Source document =>

┌────────

Re: Draft for basic NUMA observability

From: Patrick Stählin <me(at)packi(dot)ch>
To: Jakub Wartak <jakub(dot)wartak(at)enterprisedb(dot)com>, PostgreSQL Hackers <pgsql-hackers(at)postgresql(dot)org>
Cc: Tomas Vondra <tomas(at)vondra(dot)me>, Bertrand Drouvot <bertranddrouvot(dot)pg(at)gmail(dot)com>, Andres Freund <andres(at)anarazel(dot)de>, Alvaro Herrera <alvherre(at)alvh(dot)no-ip(dot)org>, Nazir Bilal Yavuz <byavuz81(at)gmail(dot)com>
Subject: Re: Draft for basic NUMA observability
Date: 2025-07-25 18:06:39
Message-ID: 3d8bccef-1395-40ec-bc3d-cccd1882227a@packi.ch
Views: Whole Thread | Raw Message | Download mbox | Resend email
Thread:
Lists: pgsql-hackers

Hi Jakub

On 7/24/25 10:01 AM, Jakub Wartak wrote:
> On Tue, Jul 22, 2025 at 11:30 AM Patrick Stählin <me(at)packi(dot)ch> wrote:
>>
>> Hi!
>>
>> On 4/7/25 11:27 PM, Tomas Vondra wrote:
>>>
>>> I've pushed all three parts of v29, with some additional corrections
>>> (picked lower OIDs, bumped catversion, fixed commit messages).
>>
>> While building the PG18 beta1/2 packages I noticed that in our build
>> containers the selftest for pg_buffercache_numa and numa failed. It
>> seems that libnuma was available and pg_numa_init/numa_available returns
>> no errors, we still fail in pg_numa_query_pages/move_pages with EPERM
>> yielding the following error when accessing
>> pg_buffercache_numa/pg_shmem_allocations_numa:
>>
>> ERROR: failed NUMA pages inquiry: Operation not permitted
>>
>> The man-page of move_pages lead me to believe that this is because of
>> the missing capability CAP_SYS_NICE on the process but I couldn't prove
>> that theory with the attached patch.

└────────

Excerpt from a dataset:
┌────────

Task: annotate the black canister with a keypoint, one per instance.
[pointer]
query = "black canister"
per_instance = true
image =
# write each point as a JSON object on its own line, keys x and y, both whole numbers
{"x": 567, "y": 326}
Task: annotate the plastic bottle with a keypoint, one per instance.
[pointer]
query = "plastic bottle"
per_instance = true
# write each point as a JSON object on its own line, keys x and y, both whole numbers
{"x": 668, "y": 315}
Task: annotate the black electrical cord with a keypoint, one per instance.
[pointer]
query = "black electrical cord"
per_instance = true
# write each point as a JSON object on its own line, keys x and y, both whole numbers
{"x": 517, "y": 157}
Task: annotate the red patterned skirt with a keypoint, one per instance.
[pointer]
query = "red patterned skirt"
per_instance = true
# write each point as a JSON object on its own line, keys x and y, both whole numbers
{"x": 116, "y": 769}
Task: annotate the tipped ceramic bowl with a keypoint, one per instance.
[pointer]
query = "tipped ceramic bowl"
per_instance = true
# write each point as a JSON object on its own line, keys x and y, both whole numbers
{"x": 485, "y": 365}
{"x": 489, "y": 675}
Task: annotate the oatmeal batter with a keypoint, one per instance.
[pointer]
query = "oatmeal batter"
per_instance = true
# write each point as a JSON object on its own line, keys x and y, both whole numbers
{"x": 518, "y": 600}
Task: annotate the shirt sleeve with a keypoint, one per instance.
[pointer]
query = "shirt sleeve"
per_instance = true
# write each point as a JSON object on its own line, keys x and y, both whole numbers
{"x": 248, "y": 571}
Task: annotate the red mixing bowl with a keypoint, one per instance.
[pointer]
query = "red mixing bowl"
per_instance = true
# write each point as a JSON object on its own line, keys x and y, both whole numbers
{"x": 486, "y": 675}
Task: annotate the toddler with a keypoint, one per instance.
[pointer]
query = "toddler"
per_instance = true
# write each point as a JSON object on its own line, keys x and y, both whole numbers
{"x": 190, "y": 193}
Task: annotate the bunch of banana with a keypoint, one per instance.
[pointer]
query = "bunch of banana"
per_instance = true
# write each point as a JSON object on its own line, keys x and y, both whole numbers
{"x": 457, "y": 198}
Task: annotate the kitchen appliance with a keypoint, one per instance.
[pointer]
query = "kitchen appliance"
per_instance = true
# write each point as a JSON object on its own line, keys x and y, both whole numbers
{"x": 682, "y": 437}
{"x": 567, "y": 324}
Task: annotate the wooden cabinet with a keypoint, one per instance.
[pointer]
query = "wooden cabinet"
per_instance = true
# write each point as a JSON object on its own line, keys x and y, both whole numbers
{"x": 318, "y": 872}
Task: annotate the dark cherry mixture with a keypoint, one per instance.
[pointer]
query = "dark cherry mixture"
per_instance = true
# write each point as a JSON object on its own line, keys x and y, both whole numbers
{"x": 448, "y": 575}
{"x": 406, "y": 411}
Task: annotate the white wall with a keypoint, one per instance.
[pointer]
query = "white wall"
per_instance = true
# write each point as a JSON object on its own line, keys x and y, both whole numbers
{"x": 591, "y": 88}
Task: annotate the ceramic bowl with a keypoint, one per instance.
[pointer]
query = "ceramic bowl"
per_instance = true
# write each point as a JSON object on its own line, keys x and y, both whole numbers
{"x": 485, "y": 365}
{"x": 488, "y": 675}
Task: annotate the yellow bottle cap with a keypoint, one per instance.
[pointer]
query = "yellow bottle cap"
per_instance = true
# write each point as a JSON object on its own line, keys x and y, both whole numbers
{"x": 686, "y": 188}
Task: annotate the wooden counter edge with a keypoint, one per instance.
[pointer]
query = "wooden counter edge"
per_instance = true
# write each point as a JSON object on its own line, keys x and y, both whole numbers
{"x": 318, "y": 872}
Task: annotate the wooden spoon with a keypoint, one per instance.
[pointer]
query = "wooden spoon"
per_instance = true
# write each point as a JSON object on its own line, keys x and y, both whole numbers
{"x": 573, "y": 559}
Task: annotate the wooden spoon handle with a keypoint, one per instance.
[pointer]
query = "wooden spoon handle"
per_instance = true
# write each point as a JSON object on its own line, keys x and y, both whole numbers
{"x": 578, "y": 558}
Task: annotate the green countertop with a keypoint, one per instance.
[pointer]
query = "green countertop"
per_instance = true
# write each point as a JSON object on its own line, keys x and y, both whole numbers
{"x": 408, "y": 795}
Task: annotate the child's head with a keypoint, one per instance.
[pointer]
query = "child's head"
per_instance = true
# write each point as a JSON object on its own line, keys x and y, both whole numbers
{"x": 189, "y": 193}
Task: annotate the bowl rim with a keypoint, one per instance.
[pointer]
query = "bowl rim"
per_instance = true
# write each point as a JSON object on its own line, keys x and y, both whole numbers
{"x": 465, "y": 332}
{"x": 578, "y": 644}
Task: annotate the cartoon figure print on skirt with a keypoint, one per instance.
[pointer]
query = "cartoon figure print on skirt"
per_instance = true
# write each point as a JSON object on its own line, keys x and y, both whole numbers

└────────

Challenge 1 => In the mailing-list message, which process capability did the move_pages man page suggest was missing?
Challenge 2 => Collect every line of the records that contains the string "mixing".

Task response 1 => CAP_SYS_NICE

Task response 2 =>
Task: annotate the red mixing bowl with a keypoint, one per instance.
query = "red mixing bowl"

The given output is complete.